───── WORKING DATA ─────

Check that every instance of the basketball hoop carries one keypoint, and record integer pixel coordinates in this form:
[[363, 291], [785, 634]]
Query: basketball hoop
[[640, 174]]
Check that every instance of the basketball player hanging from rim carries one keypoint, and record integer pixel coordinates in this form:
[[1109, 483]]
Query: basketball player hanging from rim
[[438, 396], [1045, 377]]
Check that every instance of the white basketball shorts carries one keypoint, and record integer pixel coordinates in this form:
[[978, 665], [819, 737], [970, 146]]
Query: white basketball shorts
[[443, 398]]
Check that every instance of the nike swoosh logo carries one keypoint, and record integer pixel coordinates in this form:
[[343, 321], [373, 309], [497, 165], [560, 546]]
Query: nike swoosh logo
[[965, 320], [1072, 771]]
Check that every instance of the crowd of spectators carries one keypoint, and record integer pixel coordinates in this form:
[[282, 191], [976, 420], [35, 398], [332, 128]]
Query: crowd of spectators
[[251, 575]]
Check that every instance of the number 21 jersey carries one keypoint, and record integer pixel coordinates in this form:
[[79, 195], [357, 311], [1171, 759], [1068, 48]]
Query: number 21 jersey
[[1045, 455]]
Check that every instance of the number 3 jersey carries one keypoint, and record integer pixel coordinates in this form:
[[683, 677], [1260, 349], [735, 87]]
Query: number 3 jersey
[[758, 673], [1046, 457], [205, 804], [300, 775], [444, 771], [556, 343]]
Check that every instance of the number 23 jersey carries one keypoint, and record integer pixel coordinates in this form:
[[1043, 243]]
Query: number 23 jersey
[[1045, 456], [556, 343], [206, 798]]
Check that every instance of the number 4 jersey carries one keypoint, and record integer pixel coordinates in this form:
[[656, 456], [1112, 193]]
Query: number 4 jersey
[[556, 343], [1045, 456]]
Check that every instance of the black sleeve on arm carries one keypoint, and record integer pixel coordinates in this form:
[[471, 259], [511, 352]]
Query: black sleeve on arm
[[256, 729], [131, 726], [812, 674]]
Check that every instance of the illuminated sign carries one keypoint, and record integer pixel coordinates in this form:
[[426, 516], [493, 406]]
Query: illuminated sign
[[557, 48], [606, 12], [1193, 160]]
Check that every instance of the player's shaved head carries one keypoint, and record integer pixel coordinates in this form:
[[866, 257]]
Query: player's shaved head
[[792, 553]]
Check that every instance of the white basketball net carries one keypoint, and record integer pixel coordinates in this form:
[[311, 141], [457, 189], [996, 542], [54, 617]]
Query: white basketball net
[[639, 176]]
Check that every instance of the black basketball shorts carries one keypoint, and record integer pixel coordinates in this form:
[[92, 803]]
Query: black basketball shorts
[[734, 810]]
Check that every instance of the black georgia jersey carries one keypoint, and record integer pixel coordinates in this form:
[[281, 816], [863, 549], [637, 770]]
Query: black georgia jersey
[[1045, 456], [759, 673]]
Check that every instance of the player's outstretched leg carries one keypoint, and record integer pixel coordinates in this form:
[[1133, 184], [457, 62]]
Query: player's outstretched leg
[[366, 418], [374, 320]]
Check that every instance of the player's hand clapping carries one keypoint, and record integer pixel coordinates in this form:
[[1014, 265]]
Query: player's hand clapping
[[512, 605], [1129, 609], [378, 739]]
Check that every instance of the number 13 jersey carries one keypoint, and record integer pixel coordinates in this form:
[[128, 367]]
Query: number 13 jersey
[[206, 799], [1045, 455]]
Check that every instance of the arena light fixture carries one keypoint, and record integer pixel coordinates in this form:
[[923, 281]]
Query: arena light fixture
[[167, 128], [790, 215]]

─────

• WHAT THE TASK ASKS
Render all of the material above as a numbered list, one line per item, with blank lines left out.

• ANSWER TO THE TASK
1. Check that every instance of the basketball hoop carries one keypoint, and record integer pixel coordinates in this form:
2. [[363, 291], [785, 634]]
3. Query: basketball hoop
4. [[640, 174]]
5. Check that every instance of the basketball player hanging from rim carries one keypoint, and record integer pixel coordinates in this form:
6. [[1109, 483]]
7. Query: basketball player hanging from rim
8. [[438, 396], [1045, 377]]
9. Check that every instance of the white basketball shorts carries one keypoint, and record integer pixel coordinates in this form:
10. [[978, 665], [819, 737], [970, 146]]
11. Query: white basketball shorts
12. [[443, 398]]
13. Check that every instance of the nike swoosh logo carries one keypoint, and record integer pixel coordinates in this form:
14. [[343, 321], [373, 309], [497, 165], [560, 546]]
15. Query: nike swoosh logo
16. [[965, 320], [1072, 771]]
17. Check that every instance of the crowd of spectators carries one keypoint, and record integer pixel coordinates in this form:
18. [[282, 191], [976, 420], [35, 398], [332, 128]]
19. Query: crowd of spectators
20. [[251, 575]]
21. Check that every instance of the number 21 jersey carries one keypoint, and record integer pixel coordinates in this form:
22. [[79, 195], [357, 311], [1171, 759], [1068, 48]]
23. Query: number 21 jersey
24. [[1045, 455]]
25. Check that every instance of the number 3 jersey carries one keypoint, and record integer pixel coordinates in this form:
26. [[683, 677], [1260, 349], [735, 87]]
27. Query: number 3 jersey
28. [[758, 673], [1046, 457], [205, 804], [300, 775], [444, 771], [556, 343]]
29. Check that every instance of the number 23 jersey carries one keypoint, and record integer pixel coordinates in this form:
30. [[1043, 243]]
31. Query: number 23 jersey
32. [[1045, 456], [556, 343], [206, 798]]
33. Check that every instance of the number 4 jersey carries one keypoint, and record integer pixel coordinates in this form:
34. [[656, 456], [1112, 193]]
35. Query: number 4 jersey
36. [[556, 343], [1045, 456]]
37. Check that every instance of the black sleeve on arm carries one keypoint, and record integer pixel coordinates in this form:
38. [[471, 259], [511, 352]]
39. Query: black sleeve on arm
40. [[256, 729], [131, 726], [812, 674]]
41. Check that every instance of the illuminated sign carries one keypoint, and record integer pixel coordinates in this form:
42. [[426, 516], [493, 406]]
43. Query: illuminated sign
44. [[557, 48], [606, 12], [1193, 160]]
45. Check that every instance of the player's shaved head carries one keypoint, and record integer pixel coordinates in this form:
46. [[866, 257]]
47. Query: player's shaved head
48. [[792, 553]]
49. Check that every instance of the white basketball net carries one keypoint, and record integer pixel coordinates in this form:
50. [[311, 141], [457, 189], [996, 542], [54, 617]]
51. Query: white basketball net
52. [[639, 176]]
53. Check that every instance of the black basketball shorts carries one keypoint, and record integer pixel coordinates in this form:
54. [[92, 803]]
55. Query: black basketball shorts
56. [[734, 810]]
57. Check that every instance of the black georgia jersey carries one keypoint, and record integer pixel coordinates in this form:
58. [[281, 816], [863, 549], [637, 770]]
59. Query: black georgia jersey
60. [[1045, 456], [759, 673]]
61. Check that every instance of the player's outstretched leg carries one keypoint, and record integer pixel coordinates in this form:
62. [[1133, 184], [457, 62]]
63. Query: player's outstretched leg
64. [[366, 418], [374, 320]]
65. Check that every instance of the player's hand clapping carries one keypoint, and record integer pixel coordinates in this form:
66. [[1014, 265]]
67. Query: player's hand clapping
68. [[512, 605], [1129, 609], [378, 739]]
69. Check that every instance of the number 13 jersey carries one keypoint, and record integer pixel coordinates in this form:
70. [[128, 367]]
71. Query: number 13 jersey
72. [[206, 799], [1045, 455]]
73. Check that every instance of the arena light fixture carries one keypoint, and record integer pixel coordinates in this form:
74. [[923, 281]]
75. Query: arena light fixture
76. [[167, 128], [790, 215]]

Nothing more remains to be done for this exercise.